■ Instructions for the task
Line by line, reproduce the records exactly.

=== Data supplied ===

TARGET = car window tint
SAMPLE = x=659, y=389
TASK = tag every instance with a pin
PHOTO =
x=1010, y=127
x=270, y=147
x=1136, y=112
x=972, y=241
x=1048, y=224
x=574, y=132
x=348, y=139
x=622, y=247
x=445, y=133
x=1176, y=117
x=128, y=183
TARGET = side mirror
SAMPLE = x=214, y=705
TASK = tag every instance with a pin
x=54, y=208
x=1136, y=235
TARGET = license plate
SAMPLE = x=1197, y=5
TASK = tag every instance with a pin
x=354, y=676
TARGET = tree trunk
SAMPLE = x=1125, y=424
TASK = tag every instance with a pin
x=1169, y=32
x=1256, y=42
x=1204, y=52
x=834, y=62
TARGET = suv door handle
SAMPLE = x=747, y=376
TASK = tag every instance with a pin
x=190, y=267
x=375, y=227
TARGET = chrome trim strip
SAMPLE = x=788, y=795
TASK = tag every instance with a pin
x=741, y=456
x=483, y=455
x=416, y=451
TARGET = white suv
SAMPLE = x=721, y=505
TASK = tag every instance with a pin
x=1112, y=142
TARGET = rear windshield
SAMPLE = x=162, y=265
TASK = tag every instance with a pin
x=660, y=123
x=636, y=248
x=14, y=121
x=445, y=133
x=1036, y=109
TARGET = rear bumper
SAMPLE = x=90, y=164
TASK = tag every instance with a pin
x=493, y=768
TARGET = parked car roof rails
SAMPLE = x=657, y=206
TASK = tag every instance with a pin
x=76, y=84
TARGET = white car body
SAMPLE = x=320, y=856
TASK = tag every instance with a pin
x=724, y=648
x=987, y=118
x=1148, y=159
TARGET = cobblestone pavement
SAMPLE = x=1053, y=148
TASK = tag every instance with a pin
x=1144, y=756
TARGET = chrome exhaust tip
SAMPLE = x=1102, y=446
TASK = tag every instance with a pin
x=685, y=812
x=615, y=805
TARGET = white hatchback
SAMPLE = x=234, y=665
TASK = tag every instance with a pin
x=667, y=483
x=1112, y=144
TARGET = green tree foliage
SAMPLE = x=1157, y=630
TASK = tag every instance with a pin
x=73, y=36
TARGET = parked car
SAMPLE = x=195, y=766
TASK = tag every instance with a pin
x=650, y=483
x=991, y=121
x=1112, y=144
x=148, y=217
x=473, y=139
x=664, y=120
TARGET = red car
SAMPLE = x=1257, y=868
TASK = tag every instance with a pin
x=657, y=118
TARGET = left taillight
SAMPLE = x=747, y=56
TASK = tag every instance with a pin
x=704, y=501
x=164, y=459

===

■ Reply to the exercise
TARGET = car window tint
SAMPLE = x=659, y=389
TASK = tag every instance with a pin
PHOTO =
x=1010, y=127
x=270, y=147
x=1136, y=112
x=972, y=241
x=1048, y=224
x=574, y=132
x=348, y=139
x=622, y=247
x=445, y=133
x=1176, y=117
x=128, y=183
TARGET = side mirror
SAMPLE = x=214, y=705
TASK = tag every instance with a pin
x=54, y=208
x=1136, y=235
TARGET = license plate
SAMPLE = x=1197, y=5
TASK = tag every instance with a pin
x=354, y=676
TARGET = tree trunk
SAMPLE = x=1125, y=424
TASK = tag every instance with a pin
x=1169, y=32
x=1256, y=42
x=1204, y=52
x=834, y=62
TARGET = suv door handle
SAMPLE = x=747, y=376
TASK = tag every instance with a pin
x=190, y=267
x=375, y=227
TARGET = chrome trim strip
SAMPLE = x=788, y=795
TASK = tag every instance with a pin
x=741, y=456
x=483, y=455
x=416, y=451
TARGET = white suv
SAMPLE = x=721, y=505
TASK = tag every instance with a pin
x=1112, y=142
TARGET = rear windshield
SAMPLE = x=162, y=265
TASK = tag every instance with a pin
x=660, y=123
x=636, y=248
x=14, y=121
x=445, y=133
x=1036, y=109
TARGET = rear bumper
SAMPLE = x=90, y=164
TASK = tag every instance with a pin
x=493, y=768
TARGET = parked car roof rails
SAMPLE = x=657, y=206
TASK = tag every instance with a pin
x=76, y=84
TARGET = white car body
SAMPLE = x=320, y=856
TASK = tag every instance with a pin
x=724, y=648
x=987, y=118
x=1148, y=159
TARGET = cobblestone pavement
SAMPLE = x=1053, y=148
TASK = tag every instance with a pin
x=1144, y=756
TARGET = chrome exhaust tip
SAMPLE = x=1102, y=446
TASK = tag every instance with a pin
x=685, y=812
x=615, y=805
TARGET = white hatchback
SAMPLE = x=234, y=665
TASK = tag every instance with a pin
x=667, y=483
x=1112, y=144
TARGET = green tree foliage
SAMPLE = x=1157, y=630
TASK = tag every instance with a pin
x=73, y=36
TARGET = parked car
SAMPLE = x=195, y=766
TASK = tag every instance with a pin
x=650, y=483
x=991, y=121
x=1112, y=144
x=148, y=217
x=473, y=139
x=664, y=120
TARGET = red car
SAMPLE = x=1257, y=868
TASK = tag every instance with a pin
x=657, y=118
TARGET = left taillight
SAMPLE = x=747, y=56
TASK = tag every instance with a pin
x=704, y=501
x=164, y=459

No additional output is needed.